**Given passage**
※ ※ ※

The Tánaiste has said it will be “very hard to see” the number of daily cases of coronavirus drop to under 500 a day due to the UK variant of the disease.
Leo Varadkar said cases were “stuck” at about 500 to 600 a day despite the “enormous efforts” of the Irish people and reducing it to lower levels is “not a prospect” in the way that it had been before the mutation of the virus.
Wednesday saw 18 further deaths linked to Covid-19 and 683 new cases confirmed by the Department of Health.
Mr Varadkar told the Dáil almost 4,700 people had died of the virus so far this year, more people than had died of Covid-19 in all of last year.
“I think that demonstrates how serious the B117 variant is and how different it is to the Wuhan strain or the wild strain that we dealt with last year, and how perhaps getting down to very low figures like 10 or 50 or even 100 a day is not a prospect in the way that it was last year because this virus has mutated,” he said.

※ ※ ※

**Given records**
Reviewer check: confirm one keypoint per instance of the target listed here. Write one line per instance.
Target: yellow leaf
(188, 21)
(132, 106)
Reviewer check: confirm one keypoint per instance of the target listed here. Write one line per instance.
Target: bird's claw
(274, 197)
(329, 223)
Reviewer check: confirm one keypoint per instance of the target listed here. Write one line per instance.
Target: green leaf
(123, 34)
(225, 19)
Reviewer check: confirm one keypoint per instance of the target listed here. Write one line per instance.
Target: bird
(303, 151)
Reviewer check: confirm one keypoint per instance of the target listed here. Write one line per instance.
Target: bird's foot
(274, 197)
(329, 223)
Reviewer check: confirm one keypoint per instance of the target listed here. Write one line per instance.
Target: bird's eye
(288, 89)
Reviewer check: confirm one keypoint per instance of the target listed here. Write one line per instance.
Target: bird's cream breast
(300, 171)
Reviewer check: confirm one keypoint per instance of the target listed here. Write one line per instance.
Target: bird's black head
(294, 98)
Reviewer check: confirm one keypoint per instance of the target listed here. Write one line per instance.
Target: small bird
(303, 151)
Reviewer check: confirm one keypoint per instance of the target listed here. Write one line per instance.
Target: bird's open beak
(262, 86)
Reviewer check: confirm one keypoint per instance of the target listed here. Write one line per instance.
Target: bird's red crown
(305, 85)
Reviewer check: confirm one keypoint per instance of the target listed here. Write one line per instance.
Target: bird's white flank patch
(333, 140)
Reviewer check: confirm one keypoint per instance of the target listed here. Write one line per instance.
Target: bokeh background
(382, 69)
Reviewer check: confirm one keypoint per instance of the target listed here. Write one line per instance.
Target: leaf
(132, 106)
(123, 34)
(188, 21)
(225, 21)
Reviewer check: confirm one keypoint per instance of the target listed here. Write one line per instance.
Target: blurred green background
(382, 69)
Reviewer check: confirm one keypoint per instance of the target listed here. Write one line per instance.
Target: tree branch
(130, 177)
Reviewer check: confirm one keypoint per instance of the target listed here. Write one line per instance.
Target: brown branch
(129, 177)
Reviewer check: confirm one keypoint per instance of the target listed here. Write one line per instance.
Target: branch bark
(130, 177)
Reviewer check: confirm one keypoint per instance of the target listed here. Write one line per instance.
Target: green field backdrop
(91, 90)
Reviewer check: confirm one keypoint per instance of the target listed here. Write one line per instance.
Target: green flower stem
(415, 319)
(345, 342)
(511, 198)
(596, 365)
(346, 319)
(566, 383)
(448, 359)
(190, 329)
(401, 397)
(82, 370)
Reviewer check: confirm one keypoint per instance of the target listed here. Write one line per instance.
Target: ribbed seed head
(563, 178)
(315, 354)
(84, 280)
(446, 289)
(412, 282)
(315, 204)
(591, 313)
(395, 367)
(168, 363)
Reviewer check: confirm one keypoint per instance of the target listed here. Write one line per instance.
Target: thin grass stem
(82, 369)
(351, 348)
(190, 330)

※ ※ ※

**Task set**
a. Reproduce everything in the Covid case numbers article from "The Tánaiste has" down to "of last year.".
b. Carry on writing the Covid case numbers article after its final sentence.

**Task results**
a.
The Tánaiste has said it will be “very hard to see” the number of daily cases of coronavirus drop to under 500 a day due to the UK variant of the disease.
Leo Varadkar said cases were “stuck” at about 500 to 600 a day despite the “enormous efforts” of the Irish people and reducing it to lower levels is “not a prospect” in the way that it had been before the mutation of the virus.
Wednesday saw 18 further deaths linked to Covid-19 and 683 new cases confirmed by the Department of Health.
Mr Varadkar told the Dáil almost 4,700 people had died of the virus so far this year, more people than had died of Covid-19 in all of last year.

b.
“It is now much more transmissible, and it is now more deadly than the original wild strain and despite the enormous efforts of the Irish people doing all of the right things we’ve still got stuck around 500 or 600 cases a day.
“And it’s very hard to see how we’re going to get down, much lower than that.”
During Leaders' Questions, @RoisinShortall asks Tánaiste:
👉what steps Govt will take to drive down virus?
👉why under-resourcing of public health doctors not addressed?
👉why no retrospective tracing?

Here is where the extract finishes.